Reading text:
BEGIN
Thursday, March 9, 2017

My Experience with Anxiety

I've always thought that I had some kind of anxiety. I've never been diagnosed, and I've only been vocal about in the last year or so. I've always known that other people had worse anxiety than I do, and so I've never actually talked about it before. I always felt bad, complaining about the anxiety issues that I had because I knew it was worse for others, and so that made me feel like I had no right to complain about anything.

Regardless of this, I always knew that my anxiety levels were most likely higher than they should be, so I basically took on "having anxiety" as a part of my identity. Then, last week, I was on Tumblr and I found this social anxiety test and I took it, out of curiosity. I've always grappled with whether I had social anxiety or not, or if it was just a more general kind of anxiety. I wanted to know, and Internet tests are probably better for just a rough, general idea than for an actual diagnosis, obviously, but still. I figured it would be interesting.

So I took it, and the results stated that I didn't have any social anxiety. I've never been more in shock and confused in my life than when I read those results. For some reason, despite the fact that I've never been sure about whether I actually have social anxiety or not, this shocked me. It felt like anxiety was entirely erased as part of my identity because this Internet test was telling me that I didn't have any. This test is one of those where you have to rate your feelings about different situations, and I hate those because I never know how to answer them in a way that properly shows the amount of anxiety that I have about them. So it's hard to get a straight answer and you could take it a million times and get a million different results based on how you rate things, because the answers you give will probably never be the same.

I actually retook it again before writing this and I ended up with a higher score this time that indicated that I had moderate social anxiety, so my levels are probably somewhere around mild to moderate anxiety. If I really think about it, I feel like a lot of what I consider to be anxiety is just my subconscious beating on me about something stupid that I did during the day that day as I lie awake at night, unable to sleep because my brain won't turn off. I think that I always just labelled it as anxiety because that was the closest term that I knew for what was actually happening in my brain. Maybe it is what's happening in my brain, but just not in relation to socializing with others. I work retail, my entire job centers around talking to strangers on a regular basis, and I'm pretty okay with that.
END
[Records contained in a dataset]
BEGIN
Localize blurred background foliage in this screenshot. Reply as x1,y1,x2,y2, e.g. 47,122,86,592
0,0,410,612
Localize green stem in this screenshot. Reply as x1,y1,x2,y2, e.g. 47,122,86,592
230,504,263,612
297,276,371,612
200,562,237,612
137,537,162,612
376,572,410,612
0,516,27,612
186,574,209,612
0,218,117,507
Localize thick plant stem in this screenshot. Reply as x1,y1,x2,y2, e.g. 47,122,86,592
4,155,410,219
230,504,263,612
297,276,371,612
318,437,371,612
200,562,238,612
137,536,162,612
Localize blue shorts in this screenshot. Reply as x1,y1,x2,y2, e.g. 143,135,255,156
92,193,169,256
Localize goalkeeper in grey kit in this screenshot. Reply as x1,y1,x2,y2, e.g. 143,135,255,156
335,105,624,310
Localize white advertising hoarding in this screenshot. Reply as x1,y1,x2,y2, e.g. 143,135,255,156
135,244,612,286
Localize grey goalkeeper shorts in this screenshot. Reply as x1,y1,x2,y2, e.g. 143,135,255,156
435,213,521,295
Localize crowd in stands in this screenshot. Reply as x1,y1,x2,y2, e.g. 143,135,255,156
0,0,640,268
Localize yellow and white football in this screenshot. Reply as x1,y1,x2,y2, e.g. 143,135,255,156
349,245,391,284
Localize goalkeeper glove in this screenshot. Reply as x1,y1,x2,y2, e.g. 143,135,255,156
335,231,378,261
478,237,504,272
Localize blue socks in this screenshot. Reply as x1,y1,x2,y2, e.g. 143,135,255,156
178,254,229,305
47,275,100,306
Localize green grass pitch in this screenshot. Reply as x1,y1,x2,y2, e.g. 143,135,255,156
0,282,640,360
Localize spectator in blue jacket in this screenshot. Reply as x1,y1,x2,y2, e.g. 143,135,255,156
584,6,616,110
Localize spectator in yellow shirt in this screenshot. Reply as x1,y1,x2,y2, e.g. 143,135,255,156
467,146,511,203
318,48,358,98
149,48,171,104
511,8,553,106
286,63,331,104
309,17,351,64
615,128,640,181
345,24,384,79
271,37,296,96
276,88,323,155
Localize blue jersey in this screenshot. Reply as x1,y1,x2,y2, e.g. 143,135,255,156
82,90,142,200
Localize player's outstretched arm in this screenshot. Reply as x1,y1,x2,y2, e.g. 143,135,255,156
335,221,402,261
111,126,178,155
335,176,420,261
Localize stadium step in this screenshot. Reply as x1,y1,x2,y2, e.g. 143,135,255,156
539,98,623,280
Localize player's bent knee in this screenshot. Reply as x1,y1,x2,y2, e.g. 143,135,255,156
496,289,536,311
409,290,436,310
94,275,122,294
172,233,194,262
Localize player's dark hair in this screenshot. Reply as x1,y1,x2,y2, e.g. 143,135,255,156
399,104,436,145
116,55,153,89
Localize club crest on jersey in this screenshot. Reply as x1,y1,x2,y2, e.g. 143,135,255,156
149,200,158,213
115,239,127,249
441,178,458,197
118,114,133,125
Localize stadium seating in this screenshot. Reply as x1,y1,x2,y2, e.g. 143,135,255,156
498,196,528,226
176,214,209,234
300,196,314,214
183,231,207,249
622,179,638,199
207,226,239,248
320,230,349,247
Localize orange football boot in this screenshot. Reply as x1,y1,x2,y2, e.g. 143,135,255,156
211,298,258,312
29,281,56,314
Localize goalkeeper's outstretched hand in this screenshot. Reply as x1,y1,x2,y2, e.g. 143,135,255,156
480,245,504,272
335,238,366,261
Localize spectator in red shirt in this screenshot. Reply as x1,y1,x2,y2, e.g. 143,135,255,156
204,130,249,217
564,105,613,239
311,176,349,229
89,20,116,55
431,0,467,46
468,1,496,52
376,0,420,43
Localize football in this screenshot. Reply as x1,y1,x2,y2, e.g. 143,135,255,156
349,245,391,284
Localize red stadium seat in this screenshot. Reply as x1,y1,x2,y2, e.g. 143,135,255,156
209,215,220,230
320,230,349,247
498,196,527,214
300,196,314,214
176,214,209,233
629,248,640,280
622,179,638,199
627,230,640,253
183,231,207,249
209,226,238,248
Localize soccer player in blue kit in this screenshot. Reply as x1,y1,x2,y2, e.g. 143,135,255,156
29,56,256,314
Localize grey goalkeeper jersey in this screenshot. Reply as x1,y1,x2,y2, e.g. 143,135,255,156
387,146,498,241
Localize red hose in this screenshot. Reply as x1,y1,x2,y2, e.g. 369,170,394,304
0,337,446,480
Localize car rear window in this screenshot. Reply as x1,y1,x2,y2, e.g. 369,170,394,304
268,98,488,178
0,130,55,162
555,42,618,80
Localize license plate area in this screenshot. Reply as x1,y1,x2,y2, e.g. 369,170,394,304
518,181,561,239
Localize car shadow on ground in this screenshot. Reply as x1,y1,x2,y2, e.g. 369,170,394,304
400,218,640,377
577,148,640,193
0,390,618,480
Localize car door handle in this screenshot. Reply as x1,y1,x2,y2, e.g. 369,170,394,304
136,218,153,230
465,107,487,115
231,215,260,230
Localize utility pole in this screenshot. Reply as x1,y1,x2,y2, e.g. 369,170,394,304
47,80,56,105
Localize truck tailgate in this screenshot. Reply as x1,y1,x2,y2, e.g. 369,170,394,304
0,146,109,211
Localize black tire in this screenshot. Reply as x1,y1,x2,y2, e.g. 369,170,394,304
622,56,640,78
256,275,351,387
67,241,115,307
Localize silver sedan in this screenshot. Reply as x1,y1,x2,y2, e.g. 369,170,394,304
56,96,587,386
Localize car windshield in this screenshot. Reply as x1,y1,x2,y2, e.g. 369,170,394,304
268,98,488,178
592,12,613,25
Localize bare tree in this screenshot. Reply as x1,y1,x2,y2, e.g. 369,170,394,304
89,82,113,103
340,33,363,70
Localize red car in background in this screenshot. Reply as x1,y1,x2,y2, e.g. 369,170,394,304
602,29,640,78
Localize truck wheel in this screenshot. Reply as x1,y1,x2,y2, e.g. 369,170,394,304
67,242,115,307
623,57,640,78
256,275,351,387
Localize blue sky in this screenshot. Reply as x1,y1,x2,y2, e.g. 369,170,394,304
END
Work request 1: In the blog post about anxiety, what kind of work does the writer do?
Work request 2: Copy the blog post about anxiety word for word from "So I took it, and" to "be the same.".
Work request 3: Resume the blog post about anxiety after its last sentence.

Exercise response 1: The writer works in retail.

Exercise response 2:
So I took it, and the results stated that I didn't have any social anxiety. I've never been more in shock and confused in my life than when I read those results. For some reason, despite the fact that I've never been sure about whether I actually have social anxiety or not, this shocked me. It felt like anxiety was entirely erased as part of my identity because this Internet test was telling me that I didn't have any. This test is one of those where you have to rate your feelings about different situations, and I hate those because I never know how to answer them in a way that properly shows the amount of anxiety that I have about them. So it's hard to get a straight answer and you could take it a million times and get a million different results based on how you rate things, because the answers you give will probably never be the same.

Exercise response 3:
Honestly, I think it has more to do with paranoia than anything else. I'm always so in my head about everything and worrying about everyone and everything besides myself, and I get so caught up in everything that I just end up internally yelling at myself for a week after something bad happens because I feel so personally responsible for the entire situation, whether it was actually my fault or not. I really struggle with the ability to forgive myself for things and just push them out of my mind. I dwell on things so much that it kind of morphs into feelings of anxiety, mostly driven by paranoia, that a similar situation will happen again and it'll be my fault, etc etc. It's also just a lot of me overthinking almost everything that comes out of my mouth and thinking about everything I do and say to everyone that I meet. My brain seems to have a scale of severity for these events that determines how quickly I forget about them/stop thinking about it every moment of the day, and honestly, I wish the lowest level of "forget about it almost immediately" applied to everything, but, alas, it does not. It gets worse when I'm alone and not occupied, because then all I have to do is think, and that's never fun for me, because depending on the day, I can get to a pretty dark place pretty quickly.

Just to quickly sum up my experience with anxiety, it could only be described as "confusing and damaging". Confusing, because I never know anything about it, and damaging, because it's gotten its hold on me and crushed me for a few days at a time before, and those times are never fun.